__WHAT IS REQUIRED__.
Render the records, from the line containing "indicate the camel's front" through the end of the records, inclusive, as a Markdown table with the columns Row and Line. Leave out any blank lines.
......
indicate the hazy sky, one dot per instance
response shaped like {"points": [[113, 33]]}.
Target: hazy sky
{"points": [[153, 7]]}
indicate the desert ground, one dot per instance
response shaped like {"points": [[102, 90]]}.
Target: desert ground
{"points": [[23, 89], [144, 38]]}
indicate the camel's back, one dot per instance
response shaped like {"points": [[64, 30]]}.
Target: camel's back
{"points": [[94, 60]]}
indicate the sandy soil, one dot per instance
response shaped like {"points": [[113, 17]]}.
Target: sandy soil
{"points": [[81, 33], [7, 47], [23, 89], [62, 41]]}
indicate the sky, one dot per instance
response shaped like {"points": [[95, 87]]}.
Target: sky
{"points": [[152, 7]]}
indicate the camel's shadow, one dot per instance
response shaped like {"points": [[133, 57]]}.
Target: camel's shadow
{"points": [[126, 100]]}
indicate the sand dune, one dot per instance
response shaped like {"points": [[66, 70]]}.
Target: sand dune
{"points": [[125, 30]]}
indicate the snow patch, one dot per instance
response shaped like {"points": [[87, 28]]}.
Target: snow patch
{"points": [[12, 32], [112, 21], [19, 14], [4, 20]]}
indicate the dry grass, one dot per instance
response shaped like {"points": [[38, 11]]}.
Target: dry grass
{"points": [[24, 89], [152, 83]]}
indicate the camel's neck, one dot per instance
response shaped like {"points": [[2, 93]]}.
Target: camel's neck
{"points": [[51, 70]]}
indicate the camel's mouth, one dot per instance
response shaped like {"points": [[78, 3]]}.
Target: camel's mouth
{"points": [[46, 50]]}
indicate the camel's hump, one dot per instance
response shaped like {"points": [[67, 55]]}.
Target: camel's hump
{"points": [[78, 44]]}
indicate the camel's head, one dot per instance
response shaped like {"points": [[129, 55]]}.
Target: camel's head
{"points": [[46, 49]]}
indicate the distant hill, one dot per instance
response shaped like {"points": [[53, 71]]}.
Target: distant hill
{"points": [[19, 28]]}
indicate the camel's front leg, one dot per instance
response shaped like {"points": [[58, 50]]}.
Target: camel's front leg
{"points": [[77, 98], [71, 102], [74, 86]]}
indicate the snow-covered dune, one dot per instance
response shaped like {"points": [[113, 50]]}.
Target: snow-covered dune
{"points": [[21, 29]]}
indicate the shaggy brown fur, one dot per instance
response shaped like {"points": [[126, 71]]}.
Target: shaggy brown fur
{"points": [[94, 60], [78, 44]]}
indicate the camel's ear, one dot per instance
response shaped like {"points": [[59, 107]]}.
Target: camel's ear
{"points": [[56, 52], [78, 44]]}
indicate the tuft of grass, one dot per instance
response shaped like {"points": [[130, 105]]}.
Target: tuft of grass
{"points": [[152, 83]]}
......
__REPLY__.
| Row | Line |
|---|---|
| 1 | indicate the camel's front leg, one dot per instance |
| 2 | response shaped like {"points": [[58, 50]]}. |
| 3 | Target: camel's front leg |
| 4 | {"points": [[77, 98], [71, 102], [74, 86]]} |
| 5 | indicate the snow-covered dune, one dot per instance |
| 6 | response shaped like {"points": [[113, 50]]}. |
| 7 | Target: snow-covered dune |
| 8 | {"points": [[21, 29]]} |
| 9 | indicate the shaggy brown fur, one dot per instance |
| 10 | response shaped like {"points": [[126, 71]]}. |
| 11 | Target: shaggy brown fur |
| 12 | {"points": [[94, 60], [78, 44]]} |
| 13 | indicate the camel's ear, one dot per instance |
| 14 | response shaped like {"points": [[59, 107]]}. |
| 15 | Target: camel's ear |
| 16 | {"points": [[56, 52], [78, 44]]} |
| 17 | indicate the tuft of grass, one dot per instance |
| 18 | response shaped like {"points": [[130, 105]]}. |
| 19 | Target: tuft of grass |
| 20 | {"points": [[152, 83]]} |